• GIVEN INSTRUCTION:
Reproduce the entire listing word for word.

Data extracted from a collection
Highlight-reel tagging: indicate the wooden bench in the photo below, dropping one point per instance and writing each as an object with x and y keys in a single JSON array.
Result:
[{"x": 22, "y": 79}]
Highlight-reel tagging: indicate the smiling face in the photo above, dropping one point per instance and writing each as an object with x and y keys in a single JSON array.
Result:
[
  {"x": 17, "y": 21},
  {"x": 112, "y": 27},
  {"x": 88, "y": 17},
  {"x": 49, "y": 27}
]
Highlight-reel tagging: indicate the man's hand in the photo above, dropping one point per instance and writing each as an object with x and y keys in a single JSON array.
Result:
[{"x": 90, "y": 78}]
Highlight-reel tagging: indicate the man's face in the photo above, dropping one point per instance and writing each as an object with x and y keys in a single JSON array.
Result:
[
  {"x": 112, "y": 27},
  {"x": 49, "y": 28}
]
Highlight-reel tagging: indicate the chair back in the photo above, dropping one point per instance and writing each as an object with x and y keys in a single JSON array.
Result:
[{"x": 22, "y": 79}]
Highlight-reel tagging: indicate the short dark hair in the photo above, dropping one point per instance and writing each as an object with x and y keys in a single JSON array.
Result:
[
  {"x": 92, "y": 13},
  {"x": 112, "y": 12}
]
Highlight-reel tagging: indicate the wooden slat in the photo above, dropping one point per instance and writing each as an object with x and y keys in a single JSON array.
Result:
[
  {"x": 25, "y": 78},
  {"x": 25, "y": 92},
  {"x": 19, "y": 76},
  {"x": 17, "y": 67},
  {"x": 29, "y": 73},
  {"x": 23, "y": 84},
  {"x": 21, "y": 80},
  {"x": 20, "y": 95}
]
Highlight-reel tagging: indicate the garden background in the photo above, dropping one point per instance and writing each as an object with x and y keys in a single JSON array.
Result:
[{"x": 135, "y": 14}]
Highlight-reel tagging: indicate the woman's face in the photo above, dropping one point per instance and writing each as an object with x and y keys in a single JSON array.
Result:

• THE COMPLETED TASK:
Highlight-reel tagging: indicate the wooden bench in the photo below, dropping one point per instance and writing each as an object with x and y keys in a single JSON array.
Result:
[{"x": 22, "y": 79}]
Highlight-reel tagging: indicate the smiling face in the photo above, dropping one point per instance and writing each as an object with x and y keys in a single JSON array.
Result:
[
  {"x": 17, "y": 21},
  {"x": 112, "y": 27},
  {"x": 88, "y": 17},
  {"x": 49, "y": 27}
]
Highlight-reel tagging: indicate the man's hand in the photo above, dropping one point per instance and writing each as an object with x and y keys in a single JSON array.
Result:
[{"x": 90, "y": 78}]
Highlight-reel tagging: indicate the man's face in the photo above, dropping one point per instance and writing each as an object with x and y keys in a single JSON array.
Result:
[
  {"x": 112, "y": 27},
  {"x": 49, "y": 28}
]
Highlight-reel tagging: indicate the chair back in the photo above, dropping one point per instance and writing each as an object with x and y keys in a single JSON array.
Result:
[{"x": 22, "y": 79}]
Highlight-reel tagging: indicate the short dark hair in the photo above, dropping one point per instance and writing each as an object with x and y keys in a single JSON array.
Result:
[
  {"x": 92, "y": 13},
  {"x": 112, "y": 12}
]
Highlight-reel tagging: indicate the wooden slat in the photo above, dropping one point per instance and writing each as an object with x and y keys in a single JSON array.
Result:
[
  {"x": 25, "y": 78},
  {"x": 25, "y": 92},
  {"x": 19, "y": 76},
  {"x": 17, "y": 67},
  {"x": 29, "y": 73},
  {"x": 23, "y": 84},
  {"x": 21, "y": 80},
  {"x": 20, "y": 95}
]
Highlight-reel tagging: indicate the garden background in the photo above, dropping one point per instance and writing each as an object with x and y keys in a single JSON array.
Result:
[{"x": 135, "y": 14}]
Highlight-reel tagging: indicate the woman's face in the photo above, dropping one point per instance and writing each as an object with x and y keys in a single JSON array.
Result:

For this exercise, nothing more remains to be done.